**What needs to be done**
Give back all the data exactly, line by line.

[Data records]
-- Opening Marker --

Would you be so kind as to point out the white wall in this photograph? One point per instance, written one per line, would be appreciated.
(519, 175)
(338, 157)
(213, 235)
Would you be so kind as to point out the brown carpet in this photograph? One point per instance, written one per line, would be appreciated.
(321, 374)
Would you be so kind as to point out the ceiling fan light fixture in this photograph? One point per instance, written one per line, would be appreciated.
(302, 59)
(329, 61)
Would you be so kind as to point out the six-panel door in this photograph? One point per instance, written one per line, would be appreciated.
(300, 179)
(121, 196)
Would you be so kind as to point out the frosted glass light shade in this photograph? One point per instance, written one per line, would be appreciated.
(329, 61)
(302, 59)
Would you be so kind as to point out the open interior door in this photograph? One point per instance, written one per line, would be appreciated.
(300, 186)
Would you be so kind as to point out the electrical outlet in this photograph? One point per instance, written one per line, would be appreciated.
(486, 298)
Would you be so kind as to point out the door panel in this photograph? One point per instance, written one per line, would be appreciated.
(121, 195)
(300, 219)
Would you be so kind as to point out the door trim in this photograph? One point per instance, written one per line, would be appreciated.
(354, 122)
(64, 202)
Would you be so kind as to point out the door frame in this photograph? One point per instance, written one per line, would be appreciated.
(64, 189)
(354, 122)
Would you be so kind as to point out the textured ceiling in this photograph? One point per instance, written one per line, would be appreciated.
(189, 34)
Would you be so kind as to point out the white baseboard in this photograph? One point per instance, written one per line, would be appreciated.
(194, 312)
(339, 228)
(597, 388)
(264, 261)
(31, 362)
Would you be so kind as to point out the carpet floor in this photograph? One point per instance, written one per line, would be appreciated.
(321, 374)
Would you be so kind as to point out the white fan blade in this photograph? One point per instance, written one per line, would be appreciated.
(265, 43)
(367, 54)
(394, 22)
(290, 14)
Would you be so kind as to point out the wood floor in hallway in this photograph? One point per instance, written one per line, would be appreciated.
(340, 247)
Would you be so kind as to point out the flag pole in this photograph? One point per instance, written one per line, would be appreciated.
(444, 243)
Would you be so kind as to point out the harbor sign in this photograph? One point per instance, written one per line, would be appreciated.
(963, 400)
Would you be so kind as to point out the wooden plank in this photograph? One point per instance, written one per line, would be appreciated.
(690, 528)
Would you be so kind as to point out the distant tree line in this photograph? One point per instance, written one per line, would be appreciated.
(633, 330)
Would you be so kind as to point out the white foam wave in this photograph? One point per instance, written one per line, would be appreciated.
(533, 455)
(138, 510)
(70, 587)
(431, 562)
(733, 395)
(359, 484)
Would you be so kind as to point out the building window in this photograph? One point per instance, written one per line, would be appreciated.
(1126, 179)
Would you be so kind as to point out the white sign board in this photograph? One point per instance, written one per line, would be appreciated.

-- Closing Marker --

**Problem solution**
Would you be so kind as to point out the white wall in this photograph? One point per instance, written one per line, would be appreciated.
(519, 175)
(338, 157)
(213, 235)
Would you be so kind as to point out the brown carpet in this photograph? One point per instance, written one per line, would be appreciated.
(321, 374)
Would you be so kind as to point out the ceiling fan light fixture in this photograph? One point per instance, written one per line, would be appreciated.
(302, 59)
(329, 61)
Would you be so kind as to point out the six-panel door in this photograph? One point per instance, written one per line, would be appreciated.
(300, 179)
(121, 196)
Would you be so kind as to point out the frosted glass light shade in this photograph? One point per instance, written one per line, would be appreciated.
(329, 61)
(302, 59)
Would you be so kind as to point out the open interior door in this photograph? One point per instance, written one per line, would be appreciated.
(300, 186)
Would you be so kind as to point out the electrical outlet in this photograph? One point per instance, written one per line, would be appreciated.
(486, 298)
Would you be so kind as to point out the door panel in this photograph? One point per instance, written one per line, would be appreciated.
(121, 195)
(300, 219)
Would you be so kind as to point out the door trim in this photograph? One point per instance, written one per line, would be appreciated.
(354, 122)
(64, 202)
Would you be so kind as to point out the door frame in this photograph? One point per instance, written one per line, would be appreciated.
(64, 189)
(354, 122)
Would you be so kind as to point out the textured ceiling in this photograph? One point per instance, written one per line, would be appreciated.
(189, 34)
Would you be so kind as to point out the white baseboard in this photograph? One point per instance, written one per line, would be appreciated.
(194, 312)
(339, 228)
(597, 388)
(264, 261)
(31, 362)
Would you be so kind as to point out the carpet floor in this photograph? One point per instance, written one per line, would be appreciated.
(321, 374)
Would you be so kind as to point out the white fan blade in this photograph? One point per instance, written one per line, would be appreciated.
(265, 43)
(367, 54)
(394, 22)
(290, 14)
Would you be so kind as to point out the wood floor in hallway in this photograph? One point per instance, written one per line, would be appreciated.
(340, 247)
Would you be so kind as to point out the flag pole in this photograph? One point per instance, written one per line, would be appreciated.
(444, 243)
Would you be so kind as to point out the harbor sign in this photograph? One point per instance, written one per line, would be appreciated.
(963, 400)
Would you be so kind as to point out the wooden plank in this photograph? One point per instance, written one per line, would be appreciated.
(690, 528)
Would you be so kind as to point out the distant tree line in this photograph? One point per instance, written one per line, would be appreciated.
(633, 330)
Would you be so kind as to point out the white foam wave in this photograph? One point per instance, written one per line, would be appreciated.
(533, 455)
(138, 510)
(70, 587)
(431, 562)
(733, 395)
(359, 484)
Would you be so kind as to point out the building window in this photograph? One point per instance, written one per line, would be appreciated.
(1126, 179)
Would you be so kind as to point out the white sign board in this photograph? One point per instance, written one per line, would be appreciated.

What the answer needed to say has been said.